TASK TO CARRY OUT.
Output should begin at the line holding "For every <instance>" and end at the last line of the entries; print those lines verbatim and no others.

·····

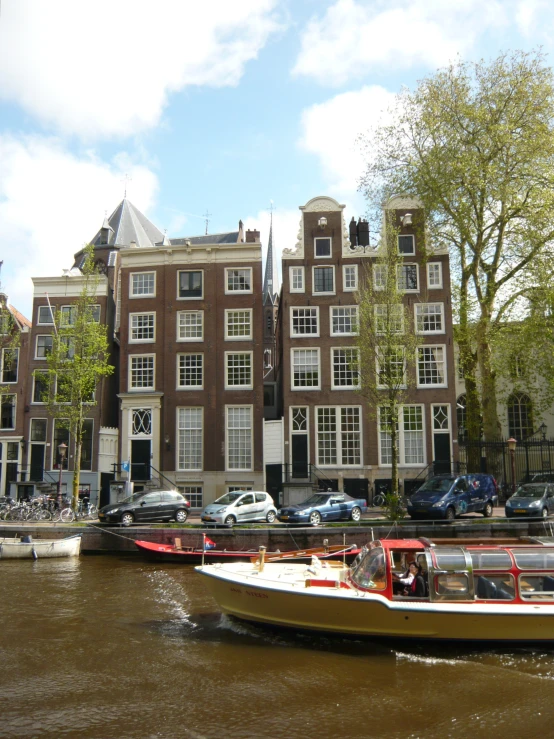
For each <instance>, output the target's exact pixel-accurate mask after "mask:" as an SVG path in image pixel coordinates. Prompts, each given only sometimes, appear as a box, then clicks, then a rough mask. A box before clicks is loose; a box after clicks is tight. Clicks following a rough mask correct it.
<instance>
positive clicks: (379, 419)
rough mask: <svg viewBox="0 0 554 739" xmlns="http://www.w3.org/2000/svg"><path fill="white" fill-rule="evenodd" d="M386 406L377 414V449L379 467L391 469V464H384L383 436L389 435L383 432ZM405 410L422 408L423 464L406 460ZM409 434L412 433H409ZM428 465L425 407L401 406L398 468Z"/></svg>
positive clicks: (400, 414)
mask: <svg viewBox="0 0 554 739" xmlns="http://www.w3.org/2000/svg"><path fill="white" fill-rule="evenodd" d="M384 407H385V406H379V409H378V414H377V449H378V460H379V467H384V468H389V469H390V467H391V462H383V456H384V455H383V453H382V450H383V446H382V442H383V438H382V434H384V433H387V432H384V431H382V430H381V411H382V409H383V408H384ZM404 408H420V409H421V424H422V428H421V438H422V451H423V461H422V462H409V463H407V462H406V461H405V460H406V437H405V433H406V432H405V429H404ZM408 433H411V432H409V431H408ZM426 465H427V432H426V419H425V405H424V404H423V403H406V404H405V405H402V406H400V408H399V416H398V467H402V468H417V469H420V468H424V467H425V466H426Z"/></svg>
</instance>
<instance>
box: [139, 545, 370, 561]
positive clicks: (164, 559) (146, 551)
mask: <svg viewBox="0 0 554 739" xmlns="http://www.w3.org/2000/svg"><path fill="white" fill-rule="evenodd" d="M135 544H136V546H137V548H138V549H139V551H140V552H142V554H144V555H145V556H147V557H148V559H154V560H156V561H158V562H160V561H161V562H176V563H180V564H190V565H193V564H195V565H198V564H201V563H202V554H204V562H250V561H251V560H252V559H254V558H255V559H258V556H259V550H258V549H249V550H247V551H246V550H234V549H216V548H213V549H208V548H206V549H205V550H204V552H202V548H201V547H184V546H182V545H181V541H180V539H175V543H174V544H156V543H155V542H152V541H142V540H140V539H137V540H136V541H135ZM359 553H360V549H359V548H358V547H357V546H356V545H355V544H350V545H343V544H334V545H332V546H325V547H315V548H313V549H294V550H291V551H288V552H279V551H277V552H267V553H266V555H265V560H266V562H276V561H282V560H294V561H295V562H311V560H312V556H314V555H315V556H317V557H318V558H319V559H341V560H342V559H343V558H344V559H345V561H346V562H347V563H351V562H353V561H354V559H355V558H356V557H357V556H358V554H359Z"/></svg>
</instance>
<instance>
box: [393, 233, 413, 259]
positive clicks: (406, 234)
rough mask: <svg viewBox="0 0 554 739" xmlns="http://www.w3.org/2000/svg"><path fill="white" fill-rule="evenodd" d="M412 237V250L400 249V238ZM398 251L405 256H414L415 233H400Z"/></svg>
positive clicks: (412, 256) (399, 252) (405, 256)
mask: <svg viewBox="0 0 554 739" xmlns="http://www.w3.org/2000/svg"><path fill="white" fill-rule="evenodd" d="M407 238H411V239H412V251H400V239H407ZM397 244H398V253H399V254H401V255H402V256H404V257H413V256H414V255H415V236H414V235H413V234H398V242H397Z"/></svg>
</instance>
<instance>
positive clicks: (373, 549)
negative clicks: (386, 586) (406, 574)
mask: <svg viewBox="0 0 554 739" xmlns="http://www.w3.org/2000/svg"><path fill="white" fill-rule="evenodd" d="M352 580H353V582H355V583H356V585H359V586H360V587H362V588H374V589H375V590H384V589H385V585H386V577H385V553H384V551H383V549H382V547H375V549H370V550H369V552H367V554H366V555H365V556H364V557H362V559H361V560H360V562H359V564H358V565H357V567H356V569H355V570H354V571H353V572H352Z"/></svg>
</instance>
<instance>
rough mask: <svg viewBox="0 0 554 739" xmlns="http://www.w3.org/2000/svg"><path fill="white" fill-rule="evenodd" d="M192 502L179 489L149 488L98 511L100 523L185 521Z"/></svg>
mask: <svg viewBox="0 0 554 739" xmlns="http://www.w3.org/2000/svg"><path fill="white" fill-rule="evenodd" d="M189 510H190V503H189V501H188V500H187V499H186V498H185V497H184V496H183V495H181V493H179V492H178V491H177V490H149V491H143V492H142V493H135V494H134V495H131V496H130V497H129V498H125V500H122V501H120V502H119V503H110V505H107V506H104V507H103V508H101V509H100V510H99V511H98V518H99V520H100V523H121V524H123V526H130V525H131V524H132V523H134V522H135V521H136V523H151V522H153V521H172V520H175V521H177V523H184V522H185V521H186V520H187V518H188V515H189Z"/></svg>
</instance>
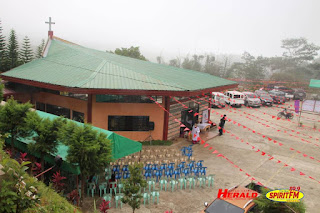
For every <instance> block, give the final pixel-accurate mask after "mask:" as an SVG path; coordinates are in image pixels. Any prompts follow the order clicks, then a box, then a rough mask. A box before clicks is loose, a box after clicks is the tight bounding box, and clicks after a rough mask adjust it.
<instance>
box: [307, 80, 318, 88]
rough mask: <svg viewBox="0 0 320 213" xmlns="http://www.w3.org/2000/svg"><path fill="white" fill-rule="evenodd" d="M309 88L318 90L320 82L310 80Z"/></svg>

·····

ANSWER TO THIS PROBLEM.
For every <instance> block, give the final pixel-accurate mask after "mask:" as an SVG path; coordinates are in image pixels. Any prompts follow the order clicks, then a box, then a rough mask. A box before clicks is loose, a box after clicks is the tight bounding box, and clicks after a rough mask adjust it.
<instance>
box: [307, 80, 318, 88]
rough mask: <svg viewBox="0 0 320 213" xmlns="http://www.w3.org/2000/svg"><path fill="white" fill-rule="evenodd" d="M309 88L318 90L320 82L310 80Z"/></svg>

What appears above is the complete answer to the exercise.